#### EXCERPTED RECORDS

>>>>

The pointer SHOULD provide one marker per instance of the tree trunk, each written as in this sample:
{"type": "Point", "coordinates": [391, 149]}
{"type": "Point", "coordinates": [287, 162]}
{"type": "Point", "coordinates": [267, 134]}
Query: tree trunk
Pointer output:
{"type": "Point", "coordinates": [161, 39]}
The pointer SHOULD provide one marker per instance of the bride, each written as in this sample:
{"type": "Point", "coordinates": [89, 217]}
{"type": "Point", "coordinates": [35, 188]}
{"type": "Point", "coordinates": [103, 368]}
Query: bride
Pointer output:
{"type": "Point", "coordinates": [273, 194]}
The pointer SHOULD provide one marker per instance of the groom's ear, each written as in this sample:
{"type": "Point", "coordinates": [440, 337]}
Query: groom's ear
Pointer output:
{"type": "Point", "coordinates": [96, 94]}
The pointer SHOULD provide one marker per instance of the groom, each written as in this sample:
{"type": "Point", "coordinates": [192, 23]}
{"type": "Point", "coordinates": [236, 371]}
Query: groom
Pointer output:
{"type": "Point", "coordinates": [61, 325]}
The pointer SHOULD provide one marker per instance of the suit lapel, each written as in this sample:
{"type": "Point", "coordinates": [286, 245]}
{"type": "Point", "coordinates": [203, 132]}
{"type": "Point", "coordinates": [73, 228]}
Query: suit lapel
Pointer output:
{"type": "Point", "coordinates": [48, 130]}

<<<<

#### WORK REQUIRED
Render the lines above as a Markdown table with two columns, Row and Text, numbering each line in order and leaving out any blank ones.

#### WRITTEN REPLY
| Row | Text |
|---|---|
| 1 | The pointer SHOULD provide one marker per instance of the tree trunk, each written as in this sample: |
| 2 | {"type": "Point", "coordinates": [391, 149]} |
| 3 | {"type": "Point", "coordinates": [287, 162]} |
| 4 | {"type": "Point", "coordinates": [267, 134]} |
| 5 | Query: tree trunk |
| 6 | Pointer output: |
| 7 | {"type": "Point", "coordinates": [161, 39]} |
| 8 | The pointer SHOULD provide one marker per instance of the bride, each written as in this sample: |
| 9 | {"type": "Point", "coordinates": [89, 217]} |
| 10 | {"type": "Point", "coordinates": [35, 188]} |
| 11 | {"type": "Point", "coordinates": [103, 368]} |
| 12 | Query: bride |
| 13 | Pointer output: |
| 14 | {"type": "Point", "coordinates": [273, 194]} |
| 15 | The pointer SHOULD provide one marker per instance of the groom's ear, each written as in this sample: |
| 16 | {"type": "Point", "coordinates": [440, 337]} |
| 17 | Query: groom's ear |
| 18 | Pointer output: |
| 19 | {"type": "Point", "coordinates": [96, 94]} |
| 20 | The pointer SHOULD provide one marker per instance of the groom, each written as in this sample: |
| 21 | {"type": "Point", "coordinates": [192, 23]} |
| 22 | {"type": "Point", "coordinates": [236, 371]} |
| 23 | Query: groom |
| 24 | Pointer output: |
| 25 | {"type": "Point", "coordinates": [61, 325]} |
| 26 | The pointer SHOULD provide one marker per instance of the suit lapel, each written as in this sample: |
| 27 | {"type": "Point", "coordinates": [286, 245]} |
| 28 | {"type": "Point", "coordinates": [203, 132]} |
| 29 | {"type": "Point", "coordinates": [73, 228]} |
| 30 | Query: suit lapel |
| 31 | Pointer output: |
| 32 | {"type": "Point", "coordinates": [48, 130]} |